Task to carry out:
Print every record below exactly as written.

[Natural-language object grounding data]
◇ ◇ ◇
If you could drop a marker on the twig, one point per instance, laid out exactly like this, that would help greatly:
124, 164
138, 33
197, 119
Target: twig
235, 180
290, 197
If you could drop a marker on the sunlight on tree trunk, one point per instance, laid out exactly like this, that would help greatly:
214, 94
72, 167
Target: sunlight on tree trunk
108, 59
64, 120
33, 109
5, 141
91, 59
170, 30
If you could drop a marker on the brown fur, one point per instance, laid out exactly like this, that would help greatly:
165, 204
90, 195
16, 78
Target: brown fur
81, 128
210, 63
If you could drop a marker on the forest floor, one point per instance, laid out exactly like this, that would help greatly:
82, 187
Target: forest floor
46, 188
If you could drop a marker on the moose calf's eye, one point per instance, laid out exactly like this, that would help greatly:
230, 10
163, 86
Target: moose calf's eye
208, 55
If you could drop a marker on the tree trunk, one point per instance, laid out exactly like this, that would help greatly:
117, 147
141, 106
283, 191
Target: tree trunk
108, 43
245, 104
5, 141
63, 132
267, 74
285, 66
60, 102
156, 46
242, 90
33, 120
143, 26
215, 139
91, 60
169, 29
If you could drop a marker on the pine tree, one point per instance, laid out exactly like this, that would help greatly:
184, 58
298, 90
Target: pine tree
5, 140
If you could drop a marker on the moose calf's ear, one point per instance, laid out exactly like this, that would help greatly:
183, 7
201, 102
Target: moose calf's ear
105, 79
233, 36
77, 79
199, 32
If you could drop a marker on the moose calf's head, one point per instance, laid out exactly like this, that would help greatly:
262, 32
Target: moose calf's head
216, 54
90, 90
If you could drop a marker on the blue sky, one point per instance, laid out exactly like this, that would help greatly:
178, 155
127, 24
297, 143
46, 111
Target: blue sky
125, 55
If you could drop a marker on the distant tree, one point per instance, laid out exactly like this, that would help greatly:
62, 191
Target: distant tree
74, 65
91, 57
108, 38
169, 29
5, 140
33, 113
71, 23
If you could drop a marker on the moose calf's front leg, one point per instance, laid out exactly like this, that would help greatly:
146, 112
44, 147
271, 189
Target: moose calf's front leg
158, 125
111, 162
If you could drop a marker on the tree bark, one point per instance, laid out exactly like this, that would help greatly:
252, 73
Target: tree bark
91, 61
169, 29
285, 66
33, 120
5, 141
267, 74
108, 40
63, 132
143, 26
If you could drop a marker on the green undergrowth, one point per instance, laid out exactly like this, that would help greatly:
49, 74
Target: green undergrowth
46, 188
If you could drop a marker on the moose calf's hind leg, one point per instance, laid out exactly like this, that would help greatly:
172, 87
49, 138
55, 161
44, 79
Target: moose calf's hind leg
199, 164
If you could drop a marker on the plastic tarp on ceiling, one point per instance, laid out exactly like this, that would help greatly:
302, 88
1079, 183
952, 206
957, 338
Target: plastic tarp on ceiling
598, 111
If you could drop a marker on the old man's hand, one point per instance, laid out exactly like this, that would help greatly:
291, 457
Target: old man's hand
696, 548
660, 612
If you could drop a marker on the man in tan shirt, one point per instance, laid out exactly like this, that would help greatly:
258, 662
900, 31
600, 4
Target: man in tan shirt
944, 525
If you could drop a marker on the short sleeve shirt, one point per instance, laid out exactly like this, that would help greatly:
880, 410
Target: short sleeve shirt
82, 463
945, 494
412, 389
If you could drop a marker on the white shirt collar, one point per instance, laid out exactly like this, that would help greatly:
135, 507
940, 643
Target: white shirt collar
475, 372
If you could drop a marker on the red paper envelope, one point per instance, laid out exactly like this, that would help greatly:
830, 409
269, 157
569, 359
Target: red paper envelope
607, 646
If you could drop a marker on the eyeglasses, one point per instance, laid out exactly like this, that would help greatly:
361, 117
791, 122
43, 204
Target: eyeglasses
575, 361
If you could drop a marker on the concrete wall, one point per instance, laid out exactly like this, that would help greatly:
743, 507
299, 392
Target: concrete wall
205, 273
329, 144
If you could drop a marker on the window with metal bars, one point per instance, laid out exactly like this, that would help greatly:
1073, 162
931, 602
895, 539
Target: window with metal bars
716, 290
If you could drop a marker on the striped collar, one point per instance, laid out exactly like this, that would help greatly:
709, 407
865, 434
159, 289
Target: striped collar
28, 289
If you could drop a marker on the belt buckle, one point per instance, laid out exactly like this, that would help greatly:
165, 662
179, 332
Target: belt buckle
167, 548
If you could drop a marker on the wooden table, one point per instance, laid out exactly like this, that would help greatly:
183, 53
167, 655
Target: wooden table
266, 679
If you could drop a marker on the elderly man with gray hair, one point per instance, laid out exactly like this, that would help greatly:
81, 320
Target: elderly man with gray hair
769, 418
◇ ◇ ◇
Answer for the task:
If you could drop a marker on the twig, one point per instance, laid out exactly like this, that would help greatly:
124, 164
138, 33
197, 119
Target: twig
235, 180
290, 197
If you could drop a marker on the sunlight on tree trunk, one point per instance, laid out exactly like this, that would help greatly:
214, 94
72, 167
Target: sunlight on tree trunk
108, 59
64, 120
33, 109
5, 141
91, 59
170, 30
If you could drop a marker on the brown fur, one point per instance, laid out exactly like this, that would help greatly:
165, 204
90, 195
16, 78
Target: brown fur
81, 128
210, 63
If you could drop a marker on the forest floor, one point per instance, laid out exactly like this, that would help greatly:
82, 187
Target: forest floor
46, 188
If you could drop a marker on the moose calf's eye, one point per instance, laid out exactly like this, that would help greatly:
230, 10
163, 86
Target: moose calf's eye
208, 55
If you could drop a marker on the tree trunk, one point per instance, laid out exactly like this, that would help greatly:
117, 147
141, 106
283, 191
Target: tree trunk
108, 43
245, 104
5, 141
63, 132
267, 74
285, 66
60, 102
156, 46
242, 90
33, 120
143, 26
215, 139
91, 60
169, 29
If you could drop a marker on the pine tree, one point per instance, laid out exactly like this, that would help greatly:
184, 58
298, 90
Target: pine tree
5, 140
If you could drop a marker on the moose calf's ear, one point per instance, laid out exactly like this, that would help greatly:
183, 7
201, 102
Target: moose calf's ear
105, 79
233, 36
77, 79
199, 32
If you could drop a marker on the moose calf's head, one point per instance, laid out exactly like this, that would help greatly:
262, 32
Target: moose calf's head
216, 54
90, 90
If you could drop a marker on the blue sky, one point per instance, laid out exactly like this, that would help greatly:
178, 155
127, 24
297, 143
46, 111
Target: blue sky
125, 55
If you could drop a marker on the distant tree, one point per instance, laid out exactly like this, that would help greatly:
62, 191
Target: distant tree
74, 65
91, 57
108, 38
169, 29
5, 140
33, 113
71, 23
If you could drop a marker on the moose calf's front leg, one point per instance, laid out exactly like this, that would help greatly:
146, 112
44, 147
271, 189
Target: moose calf's front leg
158, 125
111, 162
If you could drop a marker on the tree bark, one point per instance, laid out exactly like this, that would help greatly:
252, 73
Target: tree bark
91, 61
169, 29
285, 66
33, 120
5, 141
267, 74
108, 40
63, 132
143, 26
If you could drop a marker on the green undergrowth, one point per instance, laid out exactly like this, that would help greatly:
49, 74
Target: green undergrowth
46, 188
If you could drop a marker on the moose calf's hind leg, one point per instance, laid out exactly like this, that would help greatly:
172, 87
49, 138
55, 161
44, 79
Target: moose calf's hind leg
199, 164
If you could drop a marker on the plastic tarp on ceiling, one point per instance, laid out exactly like this, that would help greatly:
302, 88
1079, 183
952, 206
957, 338
Target: plastic tarp on ceiling
598, 111
If you could drop a marker on the old man's hand, one point per instance, laid out exactly like this, that would help greatly:
291, 457
Target: old man's hand
696, 548
660, 612
If you could drop a marker on the man in tan shirt, one point per instance, laid out exactly like this, that would help greatly:
258, 662
900, 31
600, 4
Target: man in tan shirt
944, 525
If you could drop a marker on the short sleeve shirt, one point per instance, laid out exactly like this, that would help greatly:
880, 410
Target: short sleeve shirt
82, 463
945, 494
412, 389
If you could drop a marker on the white shirt collar, one point per instance, laid out exactly like this, that would help greatly:
135, 507
940, 643
Target: white shirt collar
475, 372
If you could drop a marker on the red paper envelope, one point per instance, laid out exactly like this, that would help greatly:
830, 409
269, 157
569, 359
Target: red paper envelope
607, 646
If you could drop a marker on the eyeglasses, one point per instance, laid out exactly like this, that would help greatly:
361, 117
791, 122
43, 204
Target: eyeglasses
575, 361
If you could drop a marker on the concrete wall, one point per instance, laid out exactly like this, that would help greatly:
743, 507
299, 392
Target: concrete wall
205, 273
329, 144
If you could drop a marker on the window with metal bars, one point per instance, laid out exactly like this, that would help greatly:
1073, 162
931, 602
895, 539
Target: window with metal bars
716, 290
If you could drop a marker on the striped collar, one point per instance, laid out exactly like this, that would help greatly:
709, 407
865, 434
159, 289
Target: striped collar
28, 289
If you could drop a marker on the belt buckle, one point per instance, laid out exactly like this, that would help greatly:
165, 662
179, 332
Target: belt buckle
167, 548
If you could drop a marker on the wooden table, one point per instance, laid out exactly like this, that would help greatly:
183, 53
167, 655
Target: wooden table
266, 679
If you could drop a marker on the elderly man with gray hair, one point per instance, laid out exactly like this, that would help greatly:
81, 320
Target: elderly man with gray hair
769, 418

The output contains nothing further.